-- Set exercise --
Here are some records; quote them exactly, leaving out the pictures.

-- Data shown --

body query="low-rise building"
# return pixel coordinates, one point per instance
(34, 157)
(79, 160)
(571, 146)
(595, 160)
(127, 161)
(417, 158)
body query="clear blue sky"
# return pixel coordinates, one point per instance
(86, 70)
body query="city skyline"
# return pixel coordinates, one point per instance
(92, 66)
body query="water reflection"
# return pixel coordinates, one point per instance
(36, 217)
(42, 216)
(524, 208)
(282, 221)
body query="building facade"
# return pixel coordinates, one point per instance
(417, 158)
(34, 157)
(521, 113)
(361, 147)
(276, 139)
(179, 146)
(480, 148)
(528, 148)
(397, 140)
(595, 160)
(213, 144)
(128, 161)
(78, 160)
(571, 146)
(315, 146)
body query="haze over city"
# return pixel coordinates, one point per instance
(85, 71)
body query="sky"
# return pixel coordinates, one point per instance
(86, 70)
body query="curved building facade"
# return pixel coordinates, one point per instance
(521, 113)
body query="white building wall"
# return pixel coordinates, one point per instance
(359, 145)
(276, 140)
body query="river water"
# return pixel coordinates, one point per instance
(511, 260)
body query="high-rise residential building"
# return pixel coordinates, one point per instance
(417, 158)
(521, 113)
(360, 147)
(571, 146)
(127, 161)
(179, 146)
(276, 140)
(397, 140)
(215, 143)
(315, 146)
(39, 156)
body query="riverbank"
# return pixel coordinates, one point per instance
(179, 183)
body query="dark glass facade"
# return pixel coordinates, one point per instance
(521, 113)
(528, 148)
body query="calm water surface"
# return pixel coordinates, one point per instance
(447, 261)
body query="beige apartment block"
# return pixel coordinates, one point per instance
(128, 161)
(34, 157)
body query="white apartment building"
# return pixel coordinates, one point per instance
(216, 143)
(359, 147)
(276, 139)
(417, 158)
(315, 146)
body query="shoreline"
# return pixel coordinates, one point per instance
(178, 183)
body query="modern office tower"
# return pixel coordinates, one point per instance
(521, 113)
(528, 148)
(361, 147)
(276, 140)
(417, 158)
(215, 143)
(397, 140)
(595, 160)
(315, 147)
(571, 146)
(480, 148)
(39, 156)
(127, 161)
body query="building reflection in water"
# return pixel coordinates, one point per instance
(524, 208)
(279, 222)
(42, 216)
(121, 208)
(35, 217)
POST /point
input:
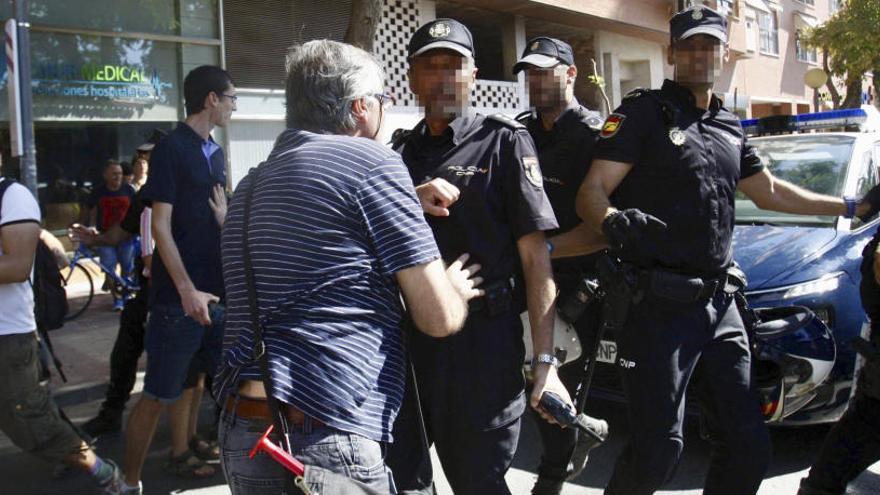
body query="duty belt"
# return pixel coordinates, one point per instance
(498, 298)
(683, 288)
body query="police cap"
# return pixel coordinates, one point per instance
(698, 19)
(442, 33)
(544, 52)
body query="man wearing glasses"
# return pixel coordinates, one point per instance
(480, 185)
(185, 326)
(335, 233)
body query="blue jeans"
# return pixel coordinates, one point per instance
(175, 342)
(123, 254)
(346, 454)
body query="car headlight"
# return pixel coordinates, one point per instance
(820, 285)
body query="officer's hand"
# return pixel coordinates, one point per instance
(870, 204)
(436, 196)
(463, 278)
(83, 234)
(627, 229)
(195, 305)
(547, 380)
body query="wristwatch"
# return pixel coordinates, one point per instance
(544, 358)
(850, 206)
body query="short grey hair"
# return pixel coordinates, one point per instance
(324, 77)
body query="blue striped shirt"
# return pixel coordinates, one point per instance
(332, 219)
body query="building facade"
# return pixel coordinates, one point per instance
(105, 73)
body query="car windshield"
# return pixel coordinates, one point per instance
(815, 162)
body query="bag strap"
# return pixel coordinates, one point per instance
(259, 351)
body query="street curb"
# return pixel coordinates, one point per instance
(77, 394)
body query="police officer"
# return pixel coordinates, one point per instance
(564, 133)
(479, 182)
(671, 162)
(853, 444)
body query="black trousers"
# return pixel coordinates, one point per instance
(853, 444)
(663, 344)
(126, 351)
(559, 443)
(471, 390)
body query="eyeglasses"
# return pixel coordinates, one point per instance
(387, 100)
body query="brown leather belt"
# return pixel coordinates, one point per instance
(247, 408)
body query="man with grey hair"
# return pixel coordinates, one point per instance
(332, 231)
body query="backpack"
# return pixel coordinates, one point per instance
(50, 297)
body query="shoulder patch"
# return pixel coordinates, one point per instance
(532, 171)
(507, 121)
(612, 125)
(592, 119)
(399, 136)
(524, 117)
(635, 94)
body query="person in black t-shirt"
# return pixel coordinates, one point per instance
(107, 205)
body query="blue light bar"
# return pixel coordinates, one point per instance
(805, 122)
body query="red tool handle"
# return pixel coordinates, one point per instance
(275, 452)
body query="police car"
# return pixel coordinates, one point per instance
(811, 261)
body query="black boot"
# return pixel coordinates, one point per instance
(547, 486)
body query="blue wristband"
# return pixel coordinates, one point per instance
(850, 206)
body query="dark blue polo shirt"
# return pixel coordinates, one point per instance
(687, 162)
(182, 175)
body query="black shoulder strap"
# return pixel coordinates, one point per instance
(259, 351)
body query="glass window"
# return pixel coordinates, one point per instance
(768, 33)
(192, 18)
(727, 7)
(867, 180)
(79, 77)
(816, 163)
(804, 52)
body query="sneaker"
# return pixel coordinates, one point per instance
(116, 484)
(547, 486)
(105, 422)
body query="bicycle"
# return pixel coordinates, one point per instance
(76, 274)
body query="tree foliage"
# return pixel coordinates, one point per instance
(851, 42)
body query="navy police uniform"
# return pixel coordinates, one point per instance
(471, 384)
(565, 153)
(683, 322)
(853, 444)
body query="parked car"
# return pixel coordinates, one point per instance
(810, 261)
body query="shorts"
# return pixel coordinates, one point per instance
(175, 342)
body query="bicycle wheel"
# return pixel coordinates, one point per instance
(77, 281)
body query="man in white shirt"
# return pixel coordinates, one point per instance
(28, 415)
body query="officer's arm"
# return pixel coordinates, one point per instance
(771, 193)
(593, 203)
(579, 241)
(436, 298)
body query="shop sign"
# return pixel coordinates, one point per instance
(126, 82)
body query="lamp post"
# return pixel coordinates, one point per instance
(815, 78)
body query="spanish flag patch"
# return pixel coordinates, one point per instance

-- Solution for this task --
body query="low-rise building"
# return pixel coordinates, one point per instance
(34, 157)
(79, 160)
(571, 146)
(595, 160)
(127, 161)
(417, 158)
body query="clear blue sky"
# return pixel coordinates, one point per instance
(86, 70)
body query="city skyline"
# return pixel coordinates, one point per instance
(92, 66)
body query="water reflection"
# return pixel coordinates, one point per instance
(36, 217)
(42, 216)
(524, 208)
(282, 221)
body query="building facade"
# return pixel coordinates, one point per instance
(417, 158)
(34, 157)
(521, 113)
(361, 147)
(276, 139)
(179, 146)
(480, 148)
(528, 148)
(397, 140)
(595, 160)
(213, 144)
(128, 161)
(78, 160)
(571, 146)
(315, 146)
body query="haze over city"
# return pixel coordinates, one point per instance
(85, 71)
body query="sky"
# return pixel coordinates, one point per instance
(86, 70)
body query="curved building facade"
# return pixel coordinates, one point per instance
(521, 113)
body query="white building wall"
# return pixel coordinates, one point per instance
(359, 145)
(276, 140)
body query="river water"
# return pixel coordinates, one point per instance
(511, 260)
body query="high-rise residential building"
# return pixel coordinates, one point per instance
(417, 158)
(521, 113)
(360, 147)
(571, 146)
(127, 161)
(179, 146)
(276, 140)
(397, 140)
(215, 143)
(315, 146)
(39, 156)
body query="riverbank"
# return pixel coordinates, one point per instance
(179, 183)
body query="dark glass facade"
# return pixel coordinates, one point per instance
(521, 113)
(528, 148)
body query="calm water surface"
# return pixel coordinates, one point per instance
(447, 261)
body query="beige apartment block"
# return pixel coordinates, one point per instance
(128, 161)
(34, 157)
body query="white apartment building"
# return pixel coordinates, one point per instance
(216, 143)
(359, 147)
(276, 139)
(417, 158)
(315, 146)
body query="shoreline"
# return pixel coordinates, one point per instance
(178, 183)
body query="modern office tower"
# return pixel coordinates, one point per instance
(521, 113)
(528, 148)
(361, 147)
(276, 140)
(417, 158)
(215, 143)
(397, 140)
(595, 160)
(315, 147)
(571, 146)
(480, 148)
(39, 156)
(127, 161)
body query="building reflection in water"
# return pixel coordinates, one point per instance
(524, 208)
(279, 222)
(42, 216)
(121, 208)
(35, 217)
POST /point
input:
body query="duty belt"
# return pixel coordinates, one point per instance
(498, 298)
(683, 288)
body query="police cap"
# return pixel coordinates, one point per instance
(698, 19)
(442, 33)
(544, 52)
body query="man wearing glasses"
# return pixel coordinates, one point per instance
(480, 185)
(185, 326)
(335, 233)
body query="blue jeans"
# return pixel coordinates, one point per instance
(175, 342)
(123, 254)
(346, 454)
body query="car headlight"
# return pixel coordinates, one point per instance
(820, 285)
body query="officer's hand"
# return pixel coordinates, one point per instance
(870, 204)
(436, 196)
(463, 278)
(83, 234)
(627, 229)
(195, 305)
(547, 380)
body query="wristwatch"
# return pixel coordinates, one point per instance
(544, 358)
(850, 206)
body query="short grey hair"
# return pixel coordinates, one point per instance
(324, 77)
body query="blue striped shirt"
# return pixel coordinates, one point per instance
(332, 219)
body query="building facade"
# return pixel coordinates, one point per instance
(105, 73)
body query="car windshield"
# return pixel coordinates, one point per instance
(815, 162)
body query="bag strap"
# return pixel coordinates, one point per instance
(259, 351)
body query="street curb"
# return pixel coordinates, one point per instance
(77, 394)
body query="police officer"
# return pixel coordinates, one point per instance
(564, 133)
(479, 182)
(671, 162)
(853, 444)
body query="black trousers"
# return pixel coordinates, one point per instance
(853, 444)
(663, 344)
(126, 351)
(559, 443)
(471, 390)
body query="eyeglasses"
# return pixel coordinates, one point per instance
(387, 100)
body query="brown leather belt"
# return pixel coordinates, one point per instance
(247, 408)
body query="man with grey hair"
# return pixel coordinates, one point per instance
(332, 231)
body query="backpack"
# return pixel coordinates, one point per instance
(50, 297)
body query="shoulder patch"
# return pixel coordinates, one point per instance
(532, 171)
(507, 121)
(612, 125)
(592, 119)
(399, 136)
(524, 117)
(635, 94)
body query="person in black t-shirt"
# return pixel coordinates, one point per instance
(107, 205)
body query="blue light bar"
# return pixel coordinates, one point per instance
(805, 122)
body query="red tool handle"
# return pixel coordinates, one point per instance
(275, 452)
body query="police car"
# return pixel coordinates, one point per instance
(811, 261)
body query="black boot"
# return pixel coordinates, one point per instance
(547, 486)
body query="blue wristband"
# return pixel coordinates, one point per instance
(850, 206)
body query="dark blue polo shirt"
# return pixel coordinates, one point per instance
(687, 162)
(182, 175)
body query="black shoulder strap"
# return pixel coordinates, one point per instance
(259, 351)
body query="glass window"
# return pixel coordinates, one point per instance
(768, 33)
(192, 18)
(727, 7)
(867, 180)
(79, 77)
(816, 163)
(804, 52)
body query="sneaker"
# return pixel coordinates, one point per instance
(116, 484)
(547, 486)
(105, 422)
body query="bicycle"
# return pixel coordinates, one point per instance
(76, 274)
body query="tree foliage"
# return pixel coordinates, one point per instance
(851, 42)
body query="navy police uniform"
# return pixel coordinates, one point per instance
(471, 384)
(565, 153)
(683, 322)
(853, 444)
body query="parked car"
# return pixel coordinates, one point per instance
(810, 261)
body query="shorts"
# return pixel coordinates, one point per instance
(175, 342)
body query="bicycle wheel"
# return pixel coordinates, one point per instance
(77, 281)
body query="man in white shirt"
# return pixel coordinates, one point per instance
(28, 415)
body query="officer's arm"
# return pixel coordinates, one point per instance
(771, 193)
(593, 203)
(579, 241)
(436, 298)
body query="shop sign"
# return pixel coordinates, one point per instance
(126, 82)
body query="lamp post"
# return pixel coordinates, one point per instance
(815, 78)
body query="spanish flag patch"
# return pixel coordinates, one point per instance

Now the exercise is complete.